Start of Reading text
On the way to the store, I noticed a nice-looking (read: not too smashed-up) doe at the side of the road. I didn't have time to stop and check her out before the book signing, so I made a mental note of the place. The signing went GREAT; I sold a few books, made some new friends, and a good time was had by all. In the parking lot afterwards, I transferred the spare tire from the trunk of the Cougar to the backseat. I was ready to go get my deer.

 

Back on the highway, I turned around and came to a stop just in front of the deer. I backed up a bit, turned on my flashers, and carefully got out to see what was what. She was another ginormous doe (see last November's Saga of the Roadkill Doe for details). Without going into details, she had obviously been hit, but she wasn't damaged too badly. I took a step back, considering her size. I grabbed a leg and gave it an experimental tug. No WAY was this girl going into the trunk intact; she was just too heavy. I zipped up my leather jacket (I WAS wearing a white shirt, after all), took out my ever-present pocketknife, and started to field-dress her.

 

I'd gotten her unzipped up the front, and was starting to fiddle around inside trying to get the windpipe down far enough to cut it out, when the state trooper pulled up. He coasted to a stop and put his disco lights on. I (quite sensibly I thought) put my knife down and kept my blood-covered hands where he could see them.

 

Now, I don't get dressed up very often, so when I do, I tend to forget that I'm wearing really nice clothes. Like heels. And a skirt. At the side of the highway. The trooper got out of his car, and I smiled. "Hi there!" I said brightly. "I found this nice roadkill doe -- I'm not the one that hit her -- and I'm just field-dressing her so I can get her into my trunk."

 

The trooper shoved his hat up on his head. "I gotta tell you, this is not what I expected to hear when I got out of my car."

 

"Well, it's true." I gave him my most brilliant, oh-I-do-this-every-day smile.
End of Reading text
Start of Supplied data
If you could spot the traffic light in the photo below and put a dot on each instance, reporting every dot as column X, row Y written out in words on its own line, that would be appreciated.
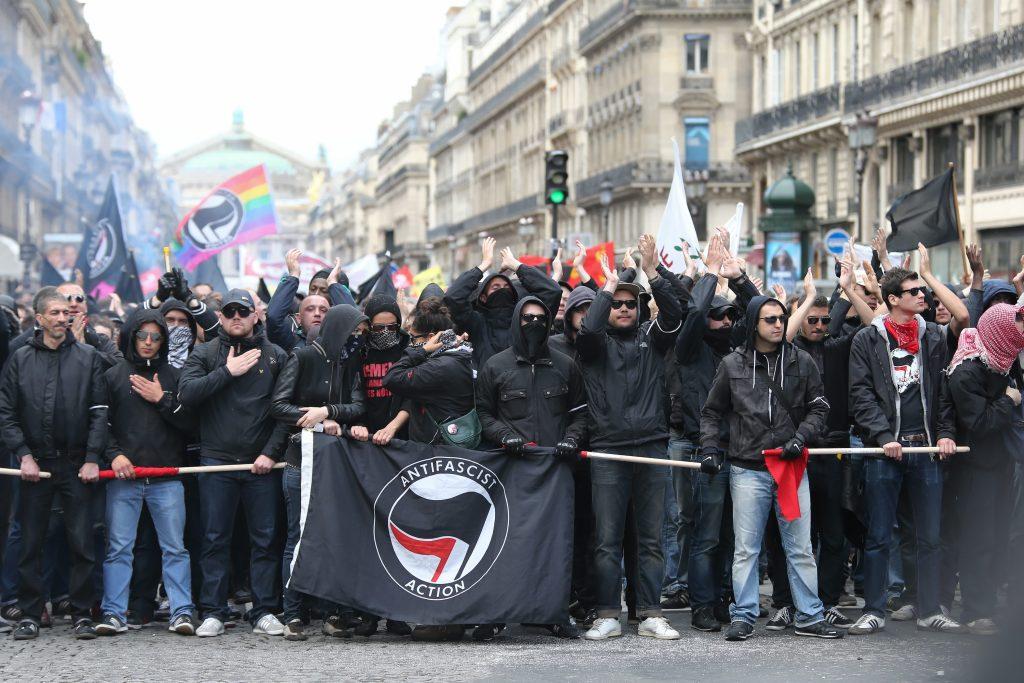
column 556, row 175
End of Supplied data
◆ **Given problem**
Answer these questions using the roadkill deer story:
(a) What did the narrator move from the trunk of the Cougar to the backseat?
(b) What did the narrator zip up before starting to field-dress the doe?
(c) What did the state trooper put on after he coasted to a stop?
You won't need the material for this.

◆ **Solution to this task**
(a) The spare tire.
(b) A leather jacket.
(c) His disco lights.